┏━━

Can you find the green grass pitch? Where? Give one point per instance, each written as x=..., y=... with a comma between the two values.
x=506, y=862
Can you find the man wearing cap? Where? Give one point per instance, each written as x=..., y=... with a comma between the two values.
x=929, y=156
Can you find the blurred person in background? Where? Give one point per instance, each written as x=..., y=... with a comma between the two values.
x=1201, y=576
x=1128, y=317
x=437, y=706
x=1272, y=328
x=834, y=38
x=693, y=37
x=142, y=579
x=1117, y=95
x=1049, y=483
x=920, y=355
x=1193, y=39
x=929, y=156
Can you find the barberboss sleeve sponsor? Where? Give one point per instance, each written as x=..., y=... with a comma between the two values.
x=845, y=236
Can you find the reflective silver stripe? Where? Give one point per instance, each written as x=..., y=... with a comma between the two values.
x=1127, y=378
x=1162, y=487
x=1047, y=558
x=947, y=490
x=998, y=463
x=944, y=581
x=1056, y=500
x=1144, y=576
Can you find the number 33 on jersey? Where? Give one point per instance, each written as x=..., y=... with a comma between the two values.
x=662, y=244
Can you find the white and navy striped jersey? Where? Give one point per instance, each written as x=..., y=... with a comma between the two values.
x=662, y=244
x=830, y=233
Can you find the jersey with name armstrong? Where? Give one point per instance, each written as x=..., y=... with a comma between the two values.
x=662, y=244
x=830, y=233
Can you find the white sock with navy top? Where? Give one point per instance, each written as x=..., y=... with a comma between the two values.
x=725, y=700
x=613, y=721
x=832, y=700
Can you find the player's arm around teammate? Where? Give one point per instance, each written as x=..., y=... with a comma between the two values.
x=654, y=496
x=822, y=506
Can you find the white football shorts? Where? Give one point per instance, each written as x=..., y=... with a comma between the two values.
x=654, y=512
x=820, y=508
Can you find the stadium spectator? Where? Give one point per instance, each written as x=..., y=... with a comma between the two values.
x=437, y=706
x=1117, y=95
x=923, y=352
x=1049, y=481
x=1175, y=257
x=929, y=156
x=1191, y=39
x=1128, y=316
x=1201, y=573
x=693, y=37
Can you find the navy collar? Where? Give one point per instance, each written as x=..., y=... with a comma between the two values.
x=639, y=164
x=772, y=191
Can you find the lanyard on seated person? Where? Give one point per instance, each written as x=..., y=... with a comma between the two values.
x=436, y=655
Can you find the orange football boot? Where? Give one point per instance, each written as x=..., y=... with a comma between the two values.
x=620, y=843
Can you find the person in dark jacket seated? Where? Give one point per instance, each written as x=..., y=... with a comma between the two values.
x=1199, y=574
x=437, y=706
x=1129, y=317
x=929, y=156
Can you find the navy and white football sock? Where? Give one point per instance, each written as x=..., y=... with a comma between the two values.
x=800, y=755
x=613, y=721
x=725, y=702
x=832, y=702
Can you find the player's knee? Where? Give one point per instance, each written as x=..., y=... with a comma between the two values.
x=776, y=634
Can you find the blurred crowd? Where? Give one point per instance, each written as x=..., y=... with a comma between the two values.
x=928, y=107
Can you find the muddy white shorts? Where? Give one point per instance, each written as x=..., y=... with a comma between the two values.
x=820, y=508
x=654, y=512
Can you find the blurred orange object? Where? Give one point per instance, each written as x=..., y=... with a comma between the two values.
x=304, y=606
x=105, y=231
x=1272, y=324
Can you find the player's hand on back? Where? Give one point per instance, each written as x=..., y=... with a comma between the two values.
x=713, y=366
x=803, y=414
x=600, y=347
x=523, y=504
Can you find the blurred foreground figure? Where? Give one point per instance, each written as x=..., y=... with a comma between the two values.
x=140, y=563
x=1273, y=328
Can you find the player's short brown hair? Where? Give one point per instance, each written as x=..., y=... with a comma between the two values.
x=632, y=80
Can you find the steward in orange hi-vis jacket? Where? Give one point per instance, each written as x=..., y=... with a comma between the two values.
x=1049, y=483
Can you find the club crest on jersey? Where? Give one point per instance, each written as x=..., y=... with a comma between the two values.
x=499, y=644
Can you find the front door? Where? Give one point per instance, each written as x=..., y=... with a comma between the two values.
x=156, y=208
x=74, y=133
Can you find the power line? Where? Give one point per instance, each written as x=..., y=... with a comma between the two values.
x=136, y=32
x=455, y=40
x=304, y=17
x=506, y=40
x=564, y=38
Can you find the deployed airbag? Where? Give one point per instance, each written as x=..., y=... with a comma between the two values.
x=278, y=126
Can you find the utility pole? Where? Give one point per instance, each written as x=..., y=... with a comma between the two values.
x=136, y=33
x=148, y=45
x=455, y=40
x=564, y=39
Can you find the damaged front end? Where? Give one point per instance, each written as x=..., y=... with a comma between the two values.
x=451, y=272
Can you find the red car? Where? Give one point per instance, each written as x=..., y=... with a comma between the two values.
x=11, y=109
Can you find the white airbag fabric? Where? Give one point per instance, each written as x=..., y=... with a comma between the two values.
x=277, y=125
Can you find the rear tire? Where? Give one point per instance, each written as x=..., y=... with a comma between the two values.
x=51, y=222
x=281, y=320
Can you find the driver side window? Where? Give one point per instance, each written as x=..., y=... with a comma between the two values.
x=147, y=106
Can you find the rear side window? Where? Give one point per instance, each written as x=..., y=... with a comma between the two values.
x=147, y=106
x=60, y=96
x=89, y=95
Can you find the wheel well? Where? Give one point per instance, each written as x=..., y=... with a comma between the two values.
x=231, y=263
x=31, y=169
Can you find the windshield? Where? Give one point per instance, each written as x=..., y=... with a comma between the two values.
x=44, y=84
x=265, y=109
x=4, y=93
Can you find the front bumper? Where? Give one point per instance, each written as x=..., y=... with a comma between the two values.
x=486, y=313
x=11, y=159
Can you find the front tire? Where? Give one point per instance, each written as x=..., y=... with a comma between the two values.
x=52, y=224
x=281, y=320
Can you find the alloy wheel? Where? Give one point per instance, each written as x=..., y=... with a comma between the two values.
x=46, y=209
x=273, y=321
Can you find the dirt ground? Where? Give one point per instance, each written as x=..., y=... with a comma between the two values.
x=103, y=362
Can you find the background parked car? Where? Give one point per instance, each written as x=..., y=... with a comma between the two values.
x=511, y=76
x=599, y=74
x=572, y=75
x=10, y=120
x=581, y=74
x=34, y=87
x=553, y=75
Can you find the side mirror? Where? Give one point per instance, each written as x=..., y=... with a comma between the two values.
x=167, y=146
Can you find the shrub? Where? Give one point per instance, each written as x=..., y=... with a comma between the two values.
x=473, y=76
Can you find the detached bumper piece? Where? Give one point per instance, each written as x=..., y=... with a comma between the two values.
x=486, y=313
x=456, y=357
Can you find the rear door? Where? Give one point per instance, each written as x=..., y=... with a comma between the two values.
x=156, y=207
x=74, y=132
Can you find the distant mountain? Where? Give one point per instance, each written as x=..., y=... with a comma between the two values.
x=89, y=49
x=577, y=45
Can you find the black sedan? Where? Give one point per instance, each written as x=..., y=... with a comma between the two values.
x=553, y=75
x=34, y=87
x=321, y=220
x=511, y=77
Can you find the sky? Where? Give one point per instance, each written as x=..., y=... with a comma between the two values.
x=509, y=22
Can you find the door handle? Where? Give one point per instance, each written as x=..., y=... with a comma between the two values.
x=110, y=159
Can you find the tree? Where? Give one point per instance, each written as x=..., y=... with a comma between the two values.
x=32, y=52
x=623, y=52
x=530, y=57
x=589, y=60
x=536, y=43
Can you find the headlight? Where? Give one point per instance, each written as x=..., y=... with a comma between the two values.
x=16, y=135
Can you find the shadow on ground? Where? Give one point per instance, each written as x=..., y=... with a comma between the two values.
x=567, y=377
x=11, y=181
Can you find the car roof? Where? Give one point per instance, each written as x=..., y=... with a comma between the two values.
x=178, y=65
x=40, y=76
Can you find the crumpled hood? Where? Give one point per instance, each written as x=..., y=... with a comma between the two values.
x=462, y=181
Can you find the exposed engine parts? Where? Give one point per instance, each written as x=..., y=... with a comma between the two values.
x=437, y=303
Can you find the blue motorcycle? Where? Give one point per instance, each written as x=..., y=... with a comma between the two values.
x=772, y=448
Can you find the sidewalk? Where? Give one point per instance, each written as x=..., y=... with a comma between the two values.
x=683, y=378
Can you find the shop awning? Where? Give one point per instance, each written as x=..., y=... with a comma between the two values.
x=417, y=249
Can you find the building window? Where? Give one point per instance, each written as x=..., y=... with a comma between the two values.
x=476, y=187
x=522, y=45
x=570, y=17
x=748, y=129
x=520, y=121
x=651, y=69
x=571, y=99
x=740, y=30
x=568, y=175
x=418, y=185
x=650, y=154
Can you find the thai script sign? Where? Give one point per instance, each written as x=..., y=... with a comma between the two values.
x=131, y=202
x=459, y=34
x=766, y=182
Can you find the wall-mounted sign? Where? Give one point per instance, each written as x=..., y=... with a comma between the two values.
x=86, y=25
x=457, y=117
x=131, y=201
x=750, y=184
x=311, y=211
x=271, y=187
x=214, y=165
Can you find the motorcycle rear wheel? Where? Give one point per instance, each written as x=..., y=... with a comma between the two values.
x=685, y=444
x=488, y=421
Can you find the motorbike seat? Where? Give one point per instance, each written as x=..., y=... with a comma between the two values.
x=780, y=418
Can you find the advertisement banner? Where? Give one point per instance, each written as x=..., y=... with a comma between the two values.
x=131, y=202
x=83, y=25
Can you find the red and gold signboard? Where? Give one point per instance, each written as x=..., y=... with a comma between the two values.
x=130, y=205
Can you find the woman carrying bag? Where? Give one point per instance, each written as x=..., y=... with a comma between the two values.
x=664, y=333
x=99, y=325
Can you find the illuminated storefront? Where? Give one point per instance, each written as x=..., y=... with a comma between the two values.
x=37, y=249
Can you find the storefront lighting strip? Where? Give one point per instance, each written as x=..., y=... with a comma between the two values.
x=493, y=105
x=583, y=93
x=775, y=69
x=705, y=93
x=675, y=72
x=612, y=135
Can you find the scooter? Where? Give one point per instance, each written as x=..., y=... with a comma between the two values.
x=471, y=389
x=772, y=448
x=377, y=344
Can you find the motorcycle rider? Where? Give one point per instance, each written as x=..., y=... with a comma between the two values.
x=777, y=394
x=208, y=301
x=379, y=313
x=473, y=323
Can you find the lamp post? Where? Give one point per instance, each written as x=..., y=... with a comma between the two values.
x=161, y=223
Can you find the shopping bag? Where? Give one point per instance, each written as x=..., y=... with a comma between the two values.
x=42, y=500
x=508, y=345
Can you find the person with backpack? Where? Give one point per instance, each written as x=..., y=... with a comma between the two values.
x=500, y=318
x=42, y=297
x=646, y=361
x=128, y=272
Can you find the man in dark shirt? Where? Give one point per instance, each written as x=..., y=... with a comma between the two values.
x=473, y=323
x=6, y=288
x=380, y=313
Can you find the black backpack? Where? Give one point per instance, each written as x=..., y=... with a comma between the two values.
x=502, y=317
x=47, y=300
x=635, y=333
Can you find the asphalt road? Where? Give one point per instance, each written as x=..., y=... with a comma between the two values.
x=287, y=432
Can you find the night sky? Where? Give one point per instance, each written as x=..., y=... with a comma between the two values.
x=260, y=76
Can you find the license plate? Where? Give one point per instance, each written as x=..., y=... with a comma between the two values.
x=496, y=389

┗━━

- [WHAT TO PRODUCE]
The required output is every line of the entries, starting at the one that contains "Can you find the shopping" and ending at the last, copied exactly.

- [EXERCISE RESULT]
Can you find the shopping bag? Where? Give one point per instance, each written as x=..., y=... with a comma between the two values.
x=42, y=500
x=508, y=345
Can you find the person with backpack? Where? Give one point per instance, each written as x=..., y=... with a comma between the two values.
x=500, y=318
x=42, y=297
x=646, y=361
x=128, y=272
Can you find the man in dark shirt? Where? Give one point per instance, each written as x=..., y=... with a comma between the two values.
x=473, y=323
x=6, y=288
x=380, y=313
Can you find the black backpack? Where? Give one point per instance, each written as x=..., y=... with a comma between the two values.
x=502, y=317
x=47, y=300
x=635, y=333
Can you find the asphalt road? Where? Give one point per instance, each written as x=..., y=... with a comma between the two values.
x=287, y=432
Can you find the night sky? Where? Give one point per instance, each written as x=..., y=... with a comma between the two values.
x=260, y=76
Can you find the license plate? Where? Give one point per instance, each written as x=..., y=... with a comma between the two values.
x=496, y=389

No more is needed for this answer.